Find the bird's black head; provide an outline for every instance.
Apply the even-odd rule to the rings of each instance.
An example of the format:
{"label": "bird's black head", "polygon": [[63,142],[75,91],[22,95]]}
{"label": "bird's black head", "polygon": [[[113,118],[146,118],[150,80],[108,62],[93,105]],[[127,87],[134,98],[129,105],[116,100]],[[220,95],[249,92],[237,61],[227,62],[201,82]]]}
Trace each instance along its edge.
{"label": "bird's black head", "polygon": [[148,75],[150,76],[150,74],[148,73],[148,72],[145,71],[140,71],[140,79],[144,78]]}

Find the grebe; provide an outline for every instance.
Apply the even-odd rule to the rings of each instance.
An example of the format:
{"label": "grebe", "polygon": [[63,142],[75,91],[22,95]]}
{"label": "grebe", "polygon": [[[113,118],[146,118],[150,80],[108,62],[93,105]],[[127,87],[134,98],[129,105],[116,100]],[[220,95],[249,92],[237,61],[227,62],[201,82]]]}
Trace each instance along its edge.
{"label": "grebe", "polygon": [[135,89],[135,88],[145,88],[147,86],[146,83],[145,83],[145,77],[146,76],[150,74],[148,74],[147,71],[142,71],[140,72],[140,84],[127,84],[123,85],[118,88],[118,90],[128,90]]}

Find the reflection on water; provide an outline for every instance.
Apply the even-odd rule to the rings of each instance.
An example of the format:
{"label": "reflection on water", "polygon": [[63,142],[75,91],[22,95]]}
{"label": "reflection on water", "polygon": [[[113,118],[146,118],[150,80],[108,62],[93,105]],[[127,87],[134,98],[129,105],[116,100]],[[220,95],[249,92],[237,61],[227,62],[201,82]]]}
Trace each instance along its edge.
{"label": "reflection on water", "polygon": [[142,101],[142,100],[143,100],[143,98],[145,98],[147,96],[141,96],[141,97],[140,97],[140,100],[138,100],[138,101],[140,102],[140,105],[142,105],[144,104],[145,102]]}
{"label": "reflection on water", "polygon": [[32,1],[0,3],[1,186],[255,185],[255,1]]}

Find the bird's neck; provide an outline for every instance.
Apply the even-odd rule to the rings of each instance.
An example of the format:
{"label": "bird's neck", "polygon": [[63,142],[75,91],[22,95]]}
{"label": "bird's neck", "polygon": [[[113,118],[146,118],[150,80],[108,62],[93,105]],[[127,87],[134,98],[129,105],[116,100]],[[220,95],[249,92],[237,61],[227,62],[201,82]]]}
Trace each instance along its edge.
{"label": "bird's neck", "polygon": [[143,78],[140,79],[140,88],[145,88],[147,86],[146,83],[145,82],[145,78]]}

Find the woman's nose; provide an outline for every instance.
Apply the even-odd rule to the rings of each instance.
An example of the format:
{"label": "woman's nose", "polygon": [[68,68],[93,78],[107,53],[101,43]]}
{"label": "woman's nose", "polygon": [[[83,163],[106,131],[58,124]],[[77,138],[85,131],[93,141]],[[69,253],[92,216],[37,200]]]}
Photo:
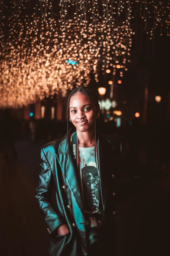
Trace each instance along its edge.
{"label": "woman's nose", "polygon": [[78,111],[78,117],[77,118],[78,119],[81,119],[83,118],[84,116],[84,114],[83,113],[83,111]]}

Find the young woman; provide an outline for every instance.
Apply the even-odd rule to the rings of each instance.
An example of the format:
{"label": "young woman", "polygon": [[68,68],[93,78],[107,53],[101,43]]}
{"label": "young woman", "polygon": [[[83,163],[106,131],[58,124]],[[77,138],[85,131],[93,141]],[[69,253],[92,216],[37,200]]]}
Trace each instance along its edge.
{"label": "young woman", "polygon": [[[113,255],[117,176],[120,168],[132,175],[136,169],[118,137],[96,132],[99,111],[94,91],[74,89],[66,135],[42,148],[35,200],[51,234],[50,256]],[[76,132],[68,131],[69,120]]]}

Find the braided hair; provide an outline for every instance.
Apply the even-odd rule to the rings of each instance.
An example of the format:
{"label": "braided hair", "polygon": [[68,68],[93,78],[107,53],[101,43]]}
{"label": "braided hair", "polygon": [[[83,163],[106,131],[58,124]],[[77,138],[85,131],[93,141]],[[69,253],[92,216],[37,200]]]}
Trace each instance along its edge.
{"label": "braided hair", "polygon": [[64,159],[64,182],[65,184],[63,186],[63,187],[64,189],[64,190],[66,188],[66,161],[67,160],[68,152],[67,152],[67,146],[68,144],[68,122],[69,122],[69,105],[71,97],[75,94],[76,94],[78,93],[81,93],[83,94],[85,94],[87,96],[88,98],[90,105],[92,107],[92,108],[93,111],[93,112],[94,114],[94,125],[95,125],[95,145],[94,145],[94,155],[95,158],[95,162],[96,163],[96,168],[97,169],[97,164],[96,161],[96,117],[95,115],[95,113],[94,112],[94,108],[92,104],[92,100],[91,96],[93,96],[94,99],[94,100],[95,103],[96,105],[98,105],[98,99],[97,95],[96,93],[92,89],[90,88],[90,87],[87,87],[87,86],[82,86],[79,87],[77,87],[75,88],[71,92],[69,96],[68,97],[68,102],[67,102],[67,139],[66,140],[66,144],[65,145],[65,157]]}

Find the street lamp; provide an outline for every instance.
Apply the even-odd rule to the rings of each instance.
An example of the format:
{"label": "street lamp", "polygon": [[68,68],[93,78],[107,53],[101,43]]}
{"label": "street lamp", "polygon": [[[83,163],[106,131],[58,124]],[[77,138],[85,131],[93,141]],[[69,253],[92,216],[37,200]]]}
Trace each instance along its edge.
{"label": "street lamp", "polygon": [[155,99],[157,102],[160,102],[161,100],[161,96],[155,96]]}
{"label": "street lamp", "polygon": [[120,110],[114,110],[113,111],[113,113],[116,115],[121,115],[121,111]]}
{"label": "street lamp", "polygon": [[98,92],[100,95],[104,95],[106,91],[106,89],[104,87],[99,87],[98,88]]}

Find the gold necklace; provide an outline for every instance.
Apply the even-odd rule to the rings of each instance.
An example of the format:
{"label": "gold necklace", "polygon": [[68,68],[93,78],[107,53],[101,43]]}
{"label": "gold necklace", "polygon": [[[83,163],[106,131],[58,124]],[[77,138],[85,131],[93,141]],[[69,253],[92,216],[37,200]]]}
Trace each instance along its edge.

════════════════════

> _과제 목표_: 위 데이터 전체를 다시 쓰되 "outline"를 모두 "contour"로 바꾸고 나머지는 그대로 두세요. 이미지는 답에서 빼세요.

> _과제 결과_:
Find the bird's black head; provide an contour for every instance.
Apply the even-odd rule to the rings of each instance.
An example of the format:
{"label": "bird's black head", "polygon": [[63,142],[75,91],[22,95]]}
{"label": "bird's black head", "polygon": [[[113,118],[146,118],[150,80],[108,62],[93,105]],[[127,87],[134,98],[129,105],[116,100]],[[220,95],[249,92],[237,61],[227,62],[201,82]]]}
Trace each instance along its edge.
{"label": "bird's black head", "polygon": [[148,75],[150,76],[150,74],[148,73],[148,72],[145,71],[140,71],[140,79],[144,78]]}

Find the grebe; provide an contour for every instance.
Apply the even-odd rule to the rings of each instance.
An example of the format:
{"label": "grebe", "polygon": [[63,142],[75,91],[22,95]]}
{"label": "grebe", "polygon": [[[113,118],[146,118],[150,80],[108,62],[93,105]],[[127,87],[134,98],[129,105],[116,100]],[[220,95],[249,92],[237,61],[227,62],[201,82]]]}
Trace each instance along its edge.
{"label": "grebe", "polygon": [[135,89],[135,88],[145,88],[147,86],[146,83],[145,83],[145,77],[146,76],[150,74],[148,74],[147,71],[142,71],[140,72],[140,84],[127,84],[123,85],[118,88],[118,90],[128,90]]}

Find the reflection on water; provide an contour for every instance.
Apply the even-odd rule to the rings of each instance.
An example of the format:
{"label": "reflection on water", "polygon": [[63,142],[75,91],[22,95]]}
{"label": "reflection on water", "polygon": [[[113,118],[146,118],[150,80],[108,62],[93,105]],[[127,87],[134,98],[129,105],[116,100]],[[220,95],[249,92],[237,61],[227,62],[201,82]]]}
Trace each instance along its edge.
{"label": "reflection on water", "polygon": [[142,101],[142,100],[143,100],[143,98],[145,98],[147,96],[141,96],[141,97],[140,97],[140,100],[138,100],[138,101],[140,102],[140,105],[142,105],[144,104],[145,102]]}
{"label": "reflection on water", "polygon": [[32,1],[0,3],[1,186],[255,185],[255,1]]}

Find the bird's neck; provide an contour for every instance.
Apply the even-odd rule to the rings of each instance.
An example of the format:
{"label": "bird's neck", "polygon": [[63,142],[75,91],[22,95]]}
{"label": "bird's neck", "polygon": [[[113,118],[146,118],[150,80],[108,62],[93,105]],[[127,87],[134,98],[129,105],[116,100]],[[220,95],[249,92],[237,61],[227,62],[201,82]]]}
Trace each instance along its edge.
{"label": "bird's neck", "polygon": [[143,78],[140,79],[140,88],[145,88],[147,86],[146,83],[145,82],[145,78]]}

Find the woman's nose; provide an contour for every instance.
Apply the even-odd rule to the rings of each instance.
An example of the format:
{"label": "woman's nose", "polygon": [[68,68],[93,78],[107,53],[101,43]]}
{"label": "woman's nose", "polygon": [[[83,163],[106,131],[58,124]],[[77,138],[85,131],[93,141]],[[69,253],[92,216],[37,200]]]}
Photo:
Trace each instance along its edge.
{"label": "woman's nose", "polygon": [[78,111],[78,117],[77,118],[78,119],[81,119],[83,118],[84,116],[84,114],[83,113],[83,111]]}

Find the young woman; provide an contour for every instance.
Apply the even-odd rule to the rings of each instance.
An example of the format:
{"label": "young woman", "polygon": [[68,68],[93,78],[107,53],[101,43]]}
{"label": "young woman", "polygon": [[[83,163],[106,131],[58,124]],[[77,138],[85,131],[93,141]],[[69,253],[92,216],[37,200]]]}
Trace each instance along its edge.
{"label": "young woman", "polygon": [[[113,255],[117,176],[120,168],[132,175],[136,169],[118,137],[96,132],[99,111],[94,91],[74,89],[66,135],[42,148],[35,200],[51,234],[50,256]],[[76,132],[68,131],[69,120]]]}

Find the braided hair; provide an contour for every instance.
Apply the even-odd rule to the rings of each instance.
An example of the format:
{"label": "braided hair", "polygon": [[68,68],[93,78],[107,53],[101,43]]}
{"label": "braided hair", "polygon": [[[83,163],[106,131],[58,124]],[[77,138],[85,131],[93,141]],[[69,253],[92,216],[37,200]]]}
Trace each instance along its edge.
{"label": "braided hair", "polygon": [[64,159],[64,182],[65,184],[63,186],[63,187],[64,189],[64,190],[66,188],[66,161],[67,160],[68,152],[67,152],[67,146],[68,144],[68,122],[69,122],[69,105],[71,97],[75,94],[76,94],[78,93],[81,93],[83,94],[85,94],[87,96],[88,98],[90,105],[92,107],[92,108],[93,111],[93,112],[94,114],[94,125],[95,125],[95,145],[94,145],[94,155],[95,158],[95,162],[96,163],[96,168],[97,169],[97,164],[96,161],[96,117],[95,115],[95,113],[94,112],[94,108],[92,104],[92,100],[91,96],[93,96],[94,99],[94,100],[95,103],[96,105],[98,105],[98,99],[97,95],[96,93],[92,89],[90,88],[90,87],[87,87],[87,86],[82,86],[79,87],[77,87],[75,88],[71,92],[69,96],[68,97],[68,102],[67,102],[67,139],[66,140],[66,144],[65,145],[65,157]]}

Find the street lamp; provide an contour for every instance.
Apply the even-odd rule to the rings of each instance.
An example of the format:
{"label": "street lamp", "polygon": [[68,68],[93,78],[107,53],[101,43]]}
{"label": "street lamp", "polygon": [[[83,163],[106,131],[58,124]],[[77,138],[85,131],[93,141]],[[69,253],[92,216],[37,200]]]}
Trace each instance along its edge.
{"label": "street lamp", "polygon": [[155,99],[157,102],[160,102],[161,100],[161,96],[155,96]]}
{"label": "street lamp", "polygon": [[120,110],[114,110],[113,111],[113,113],[116,115],[121,115],[121,111]]}
{"label": "street lamp", "polygon": [[98,92],[100,95],[104,95],[106,91],[106,89],[104,87],[99,87],[98,88]]}

Find the gold necklace; provide an contour for every instance.
Apply the even-odd rule to the rings of each instance.
An example of the format:
{"label": "gold necklace", "polygon": [[68,68],[93,78],[107,53],[101,43]]}
{"label": "gold necklace", "polygon": [[[83,163],[106,131],[58,124]],[[77,138],[85,131],[93,141]],[[69,253],[92,216],[37,200]]]}
Trace each instance along its edge.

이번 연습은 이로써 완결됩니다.